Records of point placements
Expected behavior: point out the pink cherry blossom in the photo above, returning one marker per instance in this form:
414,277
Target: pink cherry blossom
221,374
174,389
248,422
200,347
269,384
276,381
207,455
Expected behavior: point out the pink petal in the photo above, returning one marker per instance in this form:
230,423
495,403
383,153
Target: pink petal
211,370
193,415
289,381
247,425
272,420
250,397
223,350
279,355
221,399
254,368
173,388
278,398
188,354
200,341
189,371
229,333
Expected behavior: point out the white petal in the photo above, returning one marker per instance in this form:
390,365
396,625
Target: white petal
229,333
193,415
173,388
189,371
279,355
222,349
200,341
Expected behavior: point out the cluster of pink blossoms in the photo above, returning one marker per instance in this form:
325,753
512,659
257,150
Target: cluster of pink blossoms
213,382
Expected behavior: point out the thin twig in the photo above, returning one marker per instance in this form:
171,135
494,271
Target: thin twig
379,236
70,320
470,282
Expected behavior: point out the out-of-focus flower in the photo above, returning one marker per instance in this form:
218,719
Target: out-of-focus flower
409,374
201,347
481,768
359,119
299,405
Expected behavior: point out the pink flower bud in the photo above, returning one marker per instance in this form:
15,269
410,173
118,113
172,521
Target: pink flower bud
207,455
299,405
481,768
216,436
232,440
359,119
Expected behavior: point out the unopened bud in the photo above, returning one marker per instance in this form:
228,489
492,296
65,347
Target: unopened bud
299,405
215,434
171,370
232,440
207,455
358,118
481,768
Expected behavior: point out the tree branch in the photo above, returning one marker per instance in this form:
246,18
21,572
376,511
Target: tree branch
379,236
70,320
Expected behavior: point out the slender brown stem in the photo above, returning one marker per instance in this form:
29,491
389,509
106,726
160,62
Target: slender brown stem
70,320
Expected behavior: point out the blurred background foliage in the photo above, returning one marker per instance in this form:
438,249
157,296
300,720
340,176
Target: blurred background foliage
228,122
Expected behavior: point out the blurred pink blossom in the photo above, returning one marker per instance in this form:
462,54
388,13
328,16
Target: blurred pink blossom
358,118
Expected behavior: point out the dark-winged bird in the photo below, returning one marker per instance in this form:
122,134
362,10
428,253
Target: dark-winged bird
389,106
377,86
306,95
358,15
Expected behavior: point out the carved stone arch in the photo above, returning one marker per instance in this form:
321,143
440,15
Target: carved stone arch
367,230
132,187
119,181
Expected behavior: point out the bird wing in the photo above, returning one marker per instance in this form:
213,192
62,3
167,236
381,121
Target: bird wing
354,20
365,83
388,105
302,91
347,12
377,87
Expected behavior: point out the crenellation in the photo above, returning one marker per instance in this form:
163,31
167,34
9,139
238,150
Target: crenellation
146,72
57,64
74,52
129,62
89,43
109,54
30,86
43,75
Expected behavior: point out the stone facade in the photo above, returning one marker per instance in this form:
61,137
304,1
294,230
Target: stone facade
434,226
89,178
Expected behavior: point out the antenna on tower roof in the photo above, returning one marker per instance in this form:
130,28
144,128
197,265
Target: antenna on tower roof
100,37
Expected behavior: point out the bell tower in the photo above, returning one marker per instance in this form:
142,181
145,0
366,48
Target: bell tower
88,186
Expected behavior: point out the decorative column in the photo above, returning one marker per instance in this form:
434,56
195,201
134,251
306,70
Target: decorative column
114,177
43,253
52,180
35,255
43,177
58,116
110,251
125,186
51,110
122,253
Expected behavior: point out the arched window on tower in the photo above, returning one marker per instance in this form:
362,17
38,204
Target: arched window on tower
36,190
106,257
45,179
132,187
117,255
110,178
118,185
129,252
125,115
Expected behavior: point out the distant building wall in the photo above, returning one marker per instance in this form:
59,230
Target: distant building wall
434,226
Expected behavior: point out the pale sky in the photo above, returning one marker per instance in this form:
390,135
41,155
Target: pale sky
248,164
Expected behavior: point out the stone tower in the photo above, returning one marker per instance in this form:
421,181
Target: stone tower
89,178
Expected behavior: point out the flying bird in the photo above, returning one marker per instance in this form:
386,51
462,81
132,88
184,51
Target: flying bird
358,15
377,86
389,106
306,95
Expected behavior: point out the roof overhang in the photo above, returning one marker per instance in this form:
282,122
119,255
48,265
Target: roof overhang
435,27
...
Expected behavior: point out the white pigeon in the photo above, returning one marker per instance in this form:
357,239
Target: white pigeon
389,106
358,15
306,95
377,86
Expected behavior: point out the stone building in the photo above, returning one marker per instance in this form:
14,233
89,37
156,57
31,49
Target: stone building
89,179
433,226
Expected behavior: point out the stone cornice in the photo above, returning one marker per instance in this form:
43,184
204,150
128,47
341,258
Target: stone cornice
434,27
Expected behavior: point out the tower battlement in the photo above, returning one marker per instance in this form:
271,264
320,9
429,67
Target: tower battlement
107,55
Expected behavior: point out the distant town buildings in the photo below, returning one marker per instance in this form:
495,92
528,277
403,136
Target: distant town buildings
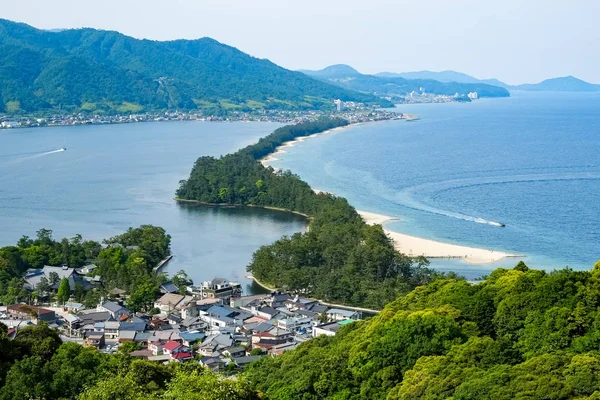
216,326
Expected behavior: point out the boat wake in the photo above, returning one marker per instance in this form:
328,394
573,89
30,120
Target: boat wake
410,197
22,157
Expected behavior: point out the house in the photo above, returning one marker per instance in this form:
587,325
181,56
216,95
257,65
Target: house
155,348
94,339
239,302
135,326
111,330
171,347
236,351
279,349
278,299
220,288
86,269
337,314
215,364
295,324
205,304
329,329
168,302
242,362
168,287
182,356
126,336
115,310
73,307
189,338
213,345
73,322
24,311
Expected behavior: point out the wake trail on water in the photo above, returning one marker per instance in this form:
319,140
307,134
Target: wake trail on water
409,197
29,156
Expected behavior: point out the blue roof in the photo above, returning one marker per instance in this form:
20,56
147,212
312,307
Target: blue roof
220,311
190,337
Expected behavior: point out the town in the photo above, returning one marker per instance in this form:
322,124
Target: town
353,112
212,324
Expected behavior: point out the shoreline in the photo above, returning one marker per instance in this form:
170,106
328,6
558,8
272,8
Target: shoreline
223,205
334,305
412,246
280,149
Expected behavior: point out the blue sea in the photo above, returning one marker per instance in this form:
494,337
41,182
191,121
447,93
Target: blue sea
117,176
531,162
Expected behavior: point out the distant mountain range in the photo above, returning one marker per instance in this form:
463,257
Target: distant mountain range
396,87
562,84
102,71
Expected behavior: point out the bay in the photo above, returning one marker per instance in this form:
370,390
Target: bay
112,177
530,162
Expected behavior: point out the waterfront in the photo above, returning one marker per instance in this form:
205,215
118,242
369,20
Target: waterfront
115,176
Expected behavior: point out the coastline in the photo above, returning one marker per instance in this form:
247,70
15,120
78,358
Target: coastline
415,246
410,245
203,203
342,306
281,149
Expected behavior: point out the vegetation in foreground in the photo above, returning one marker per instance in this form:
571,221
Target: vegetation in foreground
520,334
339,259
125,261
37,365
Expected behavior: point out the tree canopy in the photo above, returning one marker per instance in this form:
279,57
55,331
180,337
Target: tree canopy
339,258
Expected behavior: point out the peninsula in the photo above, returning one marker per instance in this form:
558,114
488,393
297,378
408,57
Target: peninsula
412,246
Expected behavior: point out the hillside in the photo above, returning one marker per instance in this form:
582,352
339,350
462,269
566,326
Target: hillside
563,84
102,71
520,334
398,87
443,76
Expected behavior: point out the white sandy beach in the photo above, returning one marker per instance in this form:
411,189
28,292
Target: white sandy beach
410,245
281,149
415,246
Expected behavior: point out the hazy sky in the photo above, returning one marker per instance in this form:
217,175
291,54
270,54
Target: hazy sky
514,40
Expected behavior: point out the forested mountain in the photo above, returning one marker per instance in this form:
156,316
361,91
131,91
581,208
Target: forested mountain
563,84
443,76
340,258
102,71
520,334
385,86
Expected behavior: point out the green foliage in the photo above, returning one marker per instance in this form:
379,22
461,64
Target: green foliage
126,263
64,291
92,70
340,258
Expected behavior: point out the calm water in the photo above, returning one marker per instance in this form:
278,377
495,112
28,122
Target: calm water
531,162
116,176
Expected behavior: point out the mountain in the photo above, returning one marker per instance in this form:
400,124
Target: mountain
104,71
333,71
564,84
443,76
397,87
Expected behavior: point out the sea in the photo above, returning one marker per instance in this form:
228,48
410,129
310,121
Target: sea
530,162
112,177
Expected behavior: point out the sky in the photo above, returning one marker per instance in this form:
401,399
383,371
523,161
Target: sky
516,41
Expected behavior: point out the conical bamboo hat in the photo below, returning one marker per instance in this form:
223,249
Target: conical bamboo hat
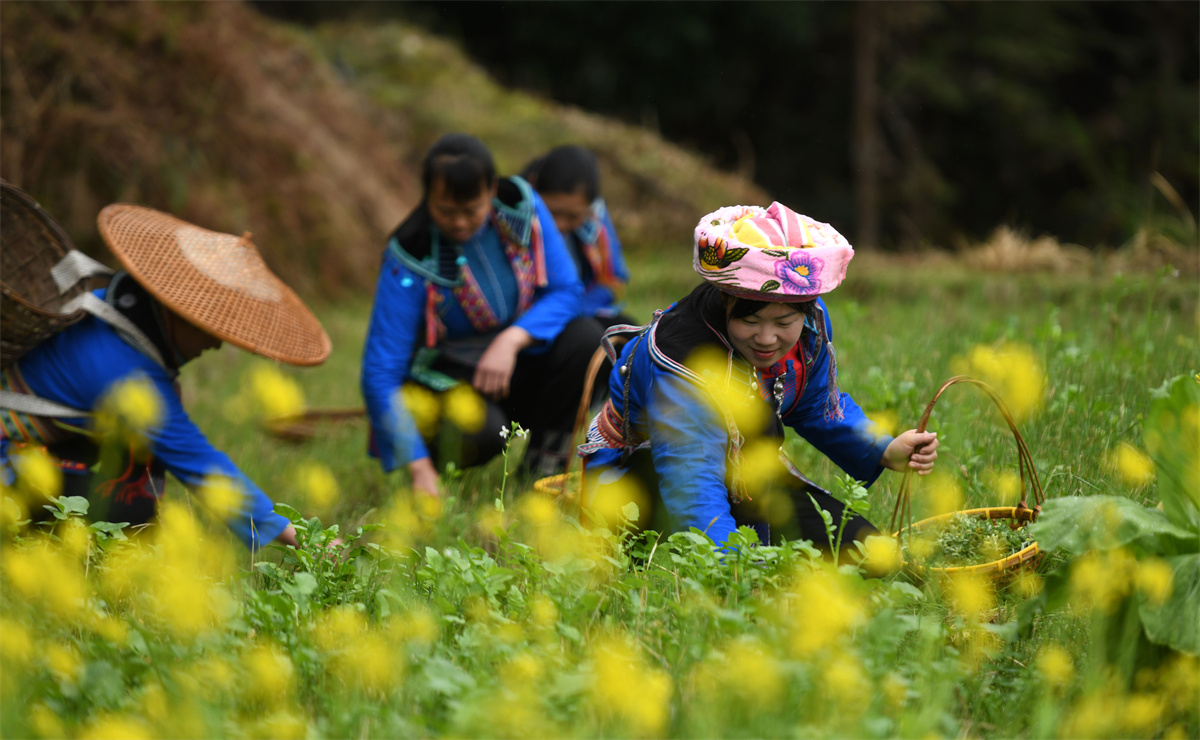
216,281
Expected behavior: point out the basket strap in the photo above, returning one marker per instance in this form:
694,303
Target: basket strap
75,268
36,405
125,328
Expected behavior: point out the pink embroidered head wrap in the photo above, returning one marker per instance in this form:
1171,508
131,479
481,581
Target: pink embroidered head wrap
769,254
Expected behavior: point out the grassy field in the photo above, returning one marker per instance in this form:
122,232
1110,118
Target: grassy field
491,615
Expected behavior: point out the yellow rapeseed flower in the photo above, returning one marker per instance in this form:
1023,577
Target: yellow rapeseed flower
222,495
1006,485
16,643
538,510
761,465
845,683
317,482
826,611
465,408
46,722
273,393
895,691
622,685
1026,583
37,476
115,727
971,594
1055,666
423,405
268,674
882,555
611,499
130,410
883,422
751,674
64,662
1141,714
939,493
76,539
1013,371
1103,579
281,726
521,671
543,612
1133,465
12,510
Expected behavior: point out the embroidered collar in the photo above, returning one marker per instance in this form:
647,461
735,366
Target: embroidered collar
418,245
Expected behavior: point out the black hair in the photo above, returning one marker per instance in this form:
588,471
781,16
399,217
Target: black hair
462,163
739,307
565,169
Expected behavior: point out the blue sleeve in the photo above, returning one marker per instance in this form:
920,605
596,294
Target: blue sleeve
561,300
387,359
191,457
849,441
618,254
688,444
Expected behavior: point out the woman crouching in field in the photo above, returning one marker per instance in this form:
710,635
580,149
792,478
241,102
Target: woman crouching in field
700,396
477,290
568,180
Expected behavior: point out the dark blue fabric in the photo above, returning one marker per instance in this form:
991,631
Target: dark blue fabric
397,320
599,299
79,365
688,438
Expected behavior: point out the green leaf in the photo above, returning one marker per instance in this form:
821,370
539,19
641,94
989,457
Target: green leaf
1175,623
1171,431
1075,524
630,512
...
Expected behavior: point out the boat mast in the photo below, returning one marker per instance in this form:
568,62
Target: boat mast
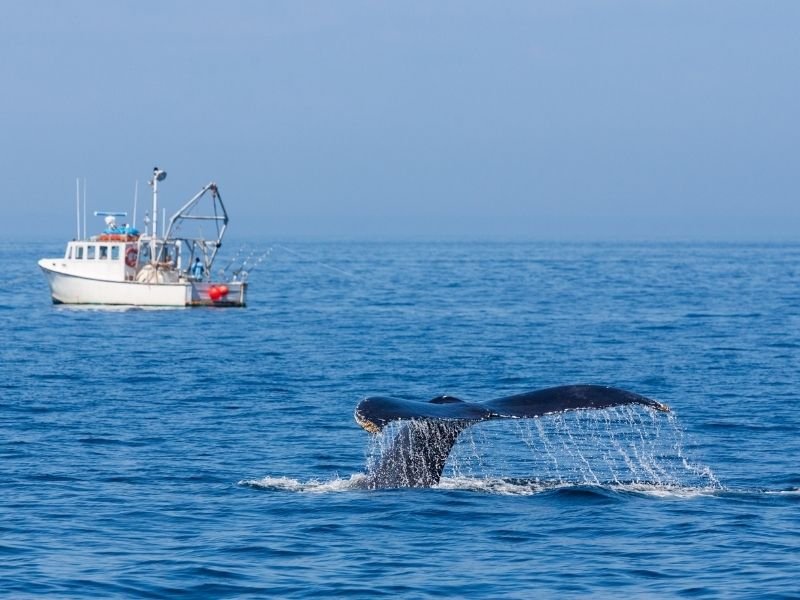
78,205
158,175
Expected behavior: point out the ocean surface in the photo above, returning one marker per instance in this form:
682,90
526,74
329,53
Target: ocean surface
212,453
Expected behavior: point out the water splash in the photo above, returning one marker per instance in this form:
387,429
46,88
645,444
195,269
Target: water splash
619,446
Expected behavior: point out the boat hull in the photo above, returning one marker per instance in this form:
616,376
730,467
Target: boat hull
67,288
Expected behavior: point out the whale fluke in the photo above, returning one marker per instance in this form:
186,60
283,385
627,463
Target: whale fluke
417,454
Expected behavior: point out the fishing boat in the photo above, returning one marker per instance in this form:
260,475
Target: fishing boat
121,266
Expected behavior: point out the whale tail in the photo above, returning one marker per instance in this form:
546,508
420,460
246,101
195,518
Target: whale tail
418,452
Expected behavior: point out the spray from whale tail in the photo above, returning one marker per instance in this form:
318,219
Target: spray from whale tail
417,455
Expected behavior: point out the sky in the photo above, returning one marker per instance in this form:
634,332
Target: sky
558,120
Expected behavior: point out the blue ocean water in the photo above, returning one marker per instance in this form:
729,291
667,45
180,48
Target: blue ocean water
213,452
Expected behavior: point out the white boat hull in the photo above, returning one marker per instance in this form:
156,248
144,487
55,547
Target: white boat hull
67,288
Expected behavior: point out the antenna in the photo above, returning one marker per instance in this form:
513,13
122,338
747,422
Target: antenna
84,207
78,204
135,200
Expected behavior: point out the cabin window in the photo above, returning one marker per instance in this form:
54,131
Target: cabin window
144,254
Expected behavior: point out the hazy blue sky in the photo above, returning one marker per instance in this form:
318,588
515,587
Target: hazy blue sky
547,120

STATED EXERCISE:
Return each line of the records that contains the word "leaf", copying every such line in full.

FINAL ANSWER:
Expected behavior: point out the green leaf in the photo above, returning one marker per instance in this form:
Target: green leaf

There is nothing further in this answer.